- Referring expression data -
○ ○ ○ ○ ○ ○ ○

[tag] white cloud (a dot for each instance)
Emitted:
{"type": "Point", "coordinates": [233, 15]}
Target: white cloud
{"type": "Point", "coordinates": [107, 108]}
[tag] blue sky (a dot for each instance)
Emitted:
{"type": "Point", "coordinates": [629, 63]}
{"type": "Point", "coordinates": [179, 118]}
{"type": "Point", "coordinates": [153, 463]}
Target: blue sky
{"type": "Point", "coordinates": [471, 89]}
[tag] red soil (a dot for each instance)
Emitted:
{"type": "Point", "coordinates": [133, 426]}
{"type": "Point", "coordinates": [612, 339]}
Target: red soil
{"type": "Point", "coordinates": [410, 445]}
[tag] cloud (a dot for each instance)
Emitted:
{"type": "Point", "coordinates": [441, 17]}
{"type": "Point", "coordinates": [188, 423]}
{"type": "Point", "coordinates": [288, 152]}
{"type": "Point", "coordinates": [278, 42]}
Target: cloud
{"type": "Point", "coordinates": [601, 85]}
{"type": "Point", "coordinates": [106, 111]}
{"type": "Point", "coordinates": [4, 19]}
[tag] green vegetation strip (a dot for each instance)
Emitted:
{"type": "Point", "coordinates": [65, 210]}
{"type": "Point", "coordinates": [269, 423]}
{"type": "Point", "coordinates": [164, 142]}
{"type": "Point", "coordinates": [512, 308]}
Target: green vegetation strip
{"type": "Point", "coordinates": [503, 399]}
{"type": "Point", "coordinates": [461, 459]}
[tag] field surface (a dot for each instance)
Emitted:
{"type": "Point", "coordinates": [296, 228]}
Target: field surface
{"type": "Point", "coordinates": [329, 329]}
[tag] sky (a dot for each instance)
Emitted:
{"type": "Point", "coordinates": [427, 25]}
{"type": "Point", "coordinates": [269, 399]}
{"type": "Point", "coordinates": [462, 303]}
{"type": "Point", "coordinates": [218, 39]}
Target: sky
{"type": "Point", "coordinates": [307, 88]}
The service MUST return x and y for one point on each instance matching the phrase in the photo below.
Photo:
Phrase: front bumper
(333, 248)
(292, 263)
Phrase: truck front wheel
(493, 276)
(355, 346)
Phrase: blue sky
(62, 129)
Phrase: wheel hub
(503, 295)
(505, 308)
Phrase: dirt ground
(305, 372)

○ ○ ○ ○ ○ ○ ○

- Your instructions -
Output only an exact transcription of the lines above from the one with "[tag] blue sky (a dot for each instance)" up to and including the one with "[tag] cloud (a dot for each instance)".

- Response to the exercise -
[tag] blue sky (a dot for each instance)
Emitted:
{"type": "Point", "coordinates": [629, 63]}
{"type": "Point", "coordinates": [179, 118]}
{"type": "Point", "coordinates": [153, 463]}
Target: blue sky
{"type": "Point", "coordinates": [471, 89]}
[tag] red soil (a dot for each instance)
Emitted:
{"type": "Point", "coordinates": [133, 426]}
{"type": "Point", "coordinates": [612, 339]}
Target: red soil
{"type": "Point", "coordinates": [410, 445]}
[tag] cloud (a dot for each instance)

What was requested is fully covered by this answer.